## Selected text:
-.-.-

Greek researcher behind the new genetic weapon against malaria
A team led by George Dimopoulos, professor in the Bloomberg School’s Department of Molecular Microbiology and Immunology, made small modifications to the DNA of malaria-transmitting Anopheles mosquitoes to boost the activity of immune genes in the insects. The enhanced immunity made the mosquitoes more resistant to infection by malaria parasites, and thus less likely to transmit the parasites to humans.
That result was expected. What wasn’t expected was the unusually high efficiency with which the modified mosquitoes spread their genetic modification to ensuing generations in a mixed population of modified and unmodified, wild-type mosquitoes. Investigating this surprising result, Dimopoulos and colleagues found that boosting the mosquitoes’ immune genes also boosted their defenses against bacteria, reducing the normal bacterial load and altering the normal mix of bacterial species in the mosquito intestine and reproductive organs. This change in the insect “microbiota” in turn led to a change in mating preferences, such that modified male mosquitoes began to prefer unmodified, wild-type females, while wild-type males began to prefer modified females.
“We believe that by changing the microbiota we’re changing the scent of modified mosquitoes—which in turn alters mating preference,” Dimopoulos says. “It’s the perfect change in mating preference in this case, because it maximizes the chances of producing genetically modified offspring when mosquitoes compete for mates.”

-.-.-

## Records shown:
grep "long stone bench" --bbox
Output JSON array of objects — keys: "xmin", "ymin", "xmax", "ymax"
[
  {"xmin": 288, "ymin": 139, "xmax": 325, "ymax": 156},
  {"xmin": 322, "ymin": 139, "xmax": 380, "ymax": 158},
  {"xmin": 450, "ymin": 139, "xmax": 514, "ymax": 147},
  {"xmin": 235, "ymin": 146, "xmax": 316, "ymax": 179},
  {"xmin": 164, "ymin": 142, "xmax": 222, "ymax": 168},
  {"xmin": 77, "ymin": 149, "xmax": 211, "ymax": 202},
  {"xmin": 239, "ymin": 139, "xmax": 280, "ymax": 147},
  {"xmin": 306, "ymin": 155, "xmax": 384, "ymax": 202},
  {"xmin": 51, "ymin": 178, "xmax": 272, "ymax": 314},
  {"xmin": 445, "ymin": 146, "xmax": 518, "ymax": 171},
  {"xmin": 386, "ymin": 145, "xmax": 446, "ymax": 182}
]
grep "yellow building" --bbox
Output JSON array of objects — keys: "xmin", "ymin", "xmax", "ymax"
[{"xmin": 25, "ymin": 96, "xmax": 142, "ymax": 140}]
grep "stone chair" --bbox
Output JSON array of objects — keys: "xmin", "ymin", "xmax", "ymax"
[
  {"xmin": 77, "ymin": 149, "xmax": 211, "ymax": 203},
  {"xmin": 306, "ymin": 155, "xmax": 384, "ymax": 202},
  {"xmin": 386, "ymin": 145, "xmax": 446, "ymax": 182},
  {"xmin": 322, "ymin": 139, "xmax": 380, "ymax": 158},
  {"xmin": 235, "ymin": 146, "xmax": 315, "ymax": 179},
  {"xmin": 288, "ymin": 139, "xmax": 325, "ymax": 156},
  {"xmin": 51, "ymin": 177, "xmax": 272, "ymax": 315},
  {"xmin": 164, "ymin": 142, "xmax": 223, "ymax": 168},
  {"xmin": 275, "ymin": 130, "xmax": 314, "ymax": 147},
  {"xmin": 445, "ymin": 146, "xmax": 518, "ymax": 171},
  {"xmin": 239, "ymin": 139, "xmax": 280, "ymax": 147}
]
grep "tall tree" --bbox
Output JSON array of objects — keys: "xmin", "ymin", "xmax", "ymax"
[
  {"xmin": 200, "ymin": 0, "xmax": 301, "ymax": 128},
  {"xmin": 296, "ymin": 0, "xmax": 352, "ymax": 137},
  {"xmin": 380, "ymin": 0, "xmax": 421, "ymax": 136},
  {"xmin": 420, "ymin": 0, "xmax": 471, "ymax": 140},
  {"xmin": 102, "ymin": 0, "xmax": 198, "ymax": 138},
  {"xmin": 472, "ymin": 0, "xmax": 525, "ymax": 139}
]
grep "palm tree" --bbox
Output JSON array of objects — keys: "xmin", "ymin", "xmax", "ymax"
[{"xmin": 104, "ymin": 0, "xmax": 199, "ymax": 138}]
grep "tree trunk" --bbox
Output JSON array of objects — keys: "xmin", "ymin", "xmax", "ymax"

-.-.-

## Work instructions:
Please write the next part of the mosquito malaria research text, picking up after its last sentence. You won't need the records for this.

## Response below:
It’s important to note that the DNA modifications only involved an alteration of the mosquito’s own gene activity, and not the introduction of foreign genes. Other laboratories are developing a different method to release mosquito genetic modifications into test populations using complex “gene drive” DNA modifications. These essentially override the normal dynamics of inheritance to force new genes into nearly 100 percent of the offspring of mating mosquitoes. While potentially very promising, gene drives are still controversial because of their artificiality, complexity, and potential for long-term instability.
The findings from Dimopoulos and his colleagues show that even a subtle genetic modification that merely boosts the activity of existing genes can spread quickly into a mosquito population—without the need for a complex gene drive system. The two systems could also be combined, however, to maximize the spread of malaria-resistant mosquitoes.
Dimopoulos’s modified mosquito population has now been living in a colony in his laboratory for more than seven yearsand has retained its high level of resistance to malaria for all that time, without any apparent adverse side effects from the genetic modification.
“These mosquitoes haven’t changed in terms of feeding behavior or any other things that could be of concern,” Dimopoulos says.
Dimopoulos and his colleagues now plan to study the effects of their genetic modifications in larger settings, such as the institute’s Mosquito House in Zambia.